* **PAGE EXCERPT**
>>>

How far these measures will make a difference remains to be seen. However, with the help as well of a calming of the Eurozone crisis by the ECB’s announcement of direct purchases of weak governments’ bonds when their yields are threatened by crisis, we may now see an easing of the great credit freeze-up, which may well be the key factor holding back the recovery.
We still have poor news on the progress of public borrowing. However, there has undoubtedly been a large cutback in public sector employment. After allowing for reclassification, this reduction has been around 600,000 since 2010, or about 10% of the total. Benefit payments have been boosted by indexation to the soaring RPI. However, it should become easier politically to cut benefit packages as growth strengthens and, with employment improving, payments should gradually fall back automatically. Furthermore, and with profits having grown substantially, the big corporate tax-gathering season in the final quarter of the present fiscal year should be a lot stronger. With retail sales finally rising in volume terms at around 3% we should also see better VAT receipts.

<<<

* **STATED EXERCISE 1**
List every number that appears in the commentary on public borrowing and the recovery.
* **STATED EXERCISE 2**
According to the commentary on public borrowing and the recovery, how much has public sector employment been reduced since 2010?
* **STATED EXERCISE 3**
Continue the commentary on public borrowing and the recovery from the point where it stops.

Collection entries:
>>>

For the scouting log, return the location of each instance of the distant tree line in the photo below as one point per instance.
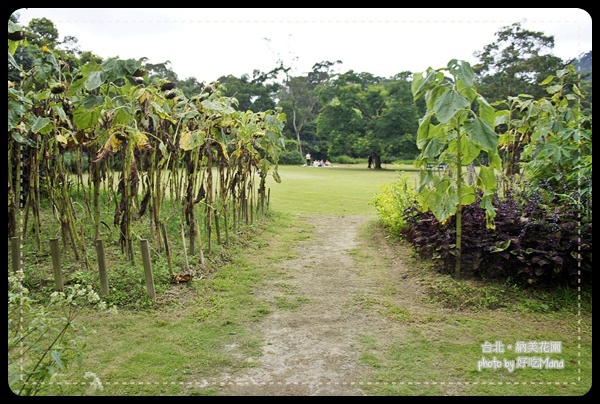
(352, 113)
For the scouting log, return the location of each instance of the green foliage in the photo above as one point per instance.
(343, 159)
(391, 203)
(454, 134)
(290, 157)
(43, 338)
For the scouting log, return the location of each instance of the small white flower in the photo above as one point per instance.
(95, 383)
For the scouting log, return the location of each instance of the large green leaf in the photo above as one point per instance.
(480, 133)
(462, 71)
(449, 104)
(41, 125)
(94, 80)
(84, 118)
(16, 111)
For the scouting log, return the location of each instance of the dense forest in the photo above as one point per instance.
(341, 115)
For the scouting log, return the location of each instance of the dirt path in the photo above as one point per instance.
(314, 349)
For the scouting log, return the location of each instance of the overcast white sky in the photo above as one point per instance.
(207, 43)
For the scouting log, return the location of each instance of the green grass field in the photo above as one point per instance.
(340, 189)
(167, 349)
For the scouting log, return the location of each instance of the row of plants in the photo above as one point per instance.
(201, 152)
(525, 213)
(103, 152)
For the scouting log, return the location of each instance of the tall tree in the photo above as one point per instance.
(364, 114)
(300, 101)
(517, 63)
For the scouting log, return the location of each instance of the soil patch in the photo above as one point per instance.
(314, 348)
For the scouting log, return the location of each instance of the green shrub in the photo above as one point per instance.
(391, 202)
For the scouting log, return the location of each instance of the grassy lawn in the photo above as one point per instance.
(340, 189)
(199, 329)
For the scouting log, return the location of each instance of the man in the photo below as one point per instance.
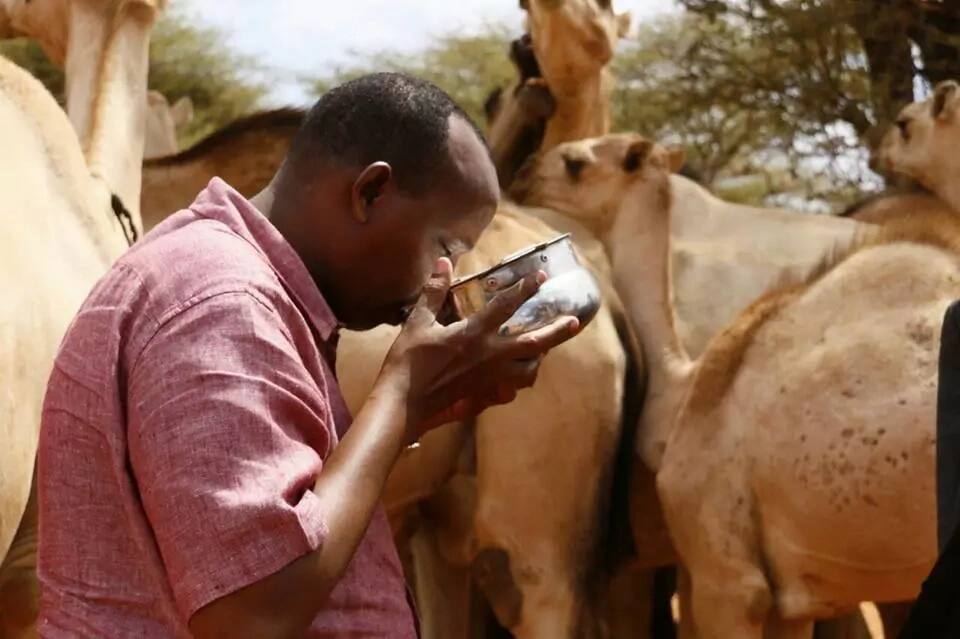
(196, 471)
(936, 613)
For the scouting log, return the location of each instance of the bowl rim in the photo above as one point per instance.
(510, 259)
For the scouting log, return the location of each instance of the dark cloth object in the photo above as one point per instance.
(936, 614)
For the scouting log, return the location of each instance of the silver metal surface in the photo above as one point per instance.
(569, 290)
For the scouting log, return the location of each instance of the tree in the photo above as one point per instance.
(468, 67)
(763, 118)
(185, 60)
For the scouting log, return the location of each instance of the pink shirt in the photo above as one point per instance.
(191, 408)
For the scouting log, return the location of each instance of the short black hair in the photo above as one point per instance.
(389, 117)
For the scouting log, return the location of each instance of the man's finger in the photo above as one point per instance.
(538, 342)
(505, 304)
(521, 373)
(434, 293)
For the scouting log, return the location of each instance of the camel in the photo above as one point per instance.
(163, 123)
(62, 206)
(921, 146)
(889, 206)
(517, 117)
(562, 92)
(724, 255)
(766, 490)
(574, 41)
(245, 153)
(457, 464)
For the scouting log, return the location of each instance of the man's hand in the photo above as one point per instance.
(448, 373)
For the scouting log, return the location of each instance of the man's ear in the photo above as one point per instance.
(368, 187)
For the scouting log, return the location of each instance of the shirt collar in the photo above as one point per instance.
(223, 203)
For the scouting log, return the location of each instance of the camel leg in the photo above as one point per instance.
(777, 628)
(662, 625)
(852, 626)
(685, 629)
(443, 591)
(628, 605)
(734, 601)
(19, 589)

<<<

* **EXERCISE ANSWER 1**
- 600,000
- 2010
- 10%
- 3%

* **EXERCISE ANSWER 2**
After allowing for reclassification, it has been reduced by around 600,000, or about 10% of the total.

* **EXERCISE ANSWER 3**
Now that the government has finally come around to a pro-business agenda, the achievements in other areas are starting to come into focus. The first is the austerity programme. Second, is the reform of the National Health Service: it is to be hoped finally embedding the ‘internal market’ started by Lady Thatcher. Third, is the strengthening of the new independent schools programme started by Tony Blair; and the associated attempts to raise the standards of teaching and those set in examinations. Last, but not least, there is the withdrawal of benefits from middle-income households under the various attempts to reform the benefits system. The previous tax credit system had begun to pervert the incentives of the better off. Unfortunately, there is not much that can be done in practice about the effect of the benefit system on the least well off. The best that can be achieved is that the pressures to get into the labour market can be increased, people can be pushed into cheaper housing and huge payments to dysfunctional families can be curbed. Nevertheless, the political commitment to help the poor ensures that incentives at the bottom are weak. The key is to stop the system before it reaches up to pollute incentives for the middle classes. This is politically possible, and economically desirable, even if it produces points just below middle income where marginal withdrawal rates get very high; generally these have little effect on middle class people.
Against this background, monetary policy may be able to get back to some normality in the UK. It is clear that growth is gradually returning in line with improving market fundamentals. If the latest initiatives mean that lending improves, this will help the process along. As recovery proceeds, it will become increasingly dangerous to leave the vast reservoir of bank liquidity created by QE, let alone to add to it. QE, which has mainly had the effect until now of making government borrowing extremely cheap and depressing returns to savers, could start to pose a serious inflationary threat. We could move from credit famine to credit binge rapidly. So the Bank needs to move in good time to withdraw this threat; these things cannot be left until the moment the binge is underway.
The decision by the US Federal Reserve to go for a third round of QE by printing US$40bn a month to buy mortgage-backed securities, until such time as unemployment comes down, is an astonishing decision which seems to forget the basic tenet of macroeconomics: that monetary ease cannot create employment except when applied temporarily as an attempt to counteract a negative shock. The Fed risks an even worse inflationary threat than here in the UK since its commitment is so bare-faced and open-ended.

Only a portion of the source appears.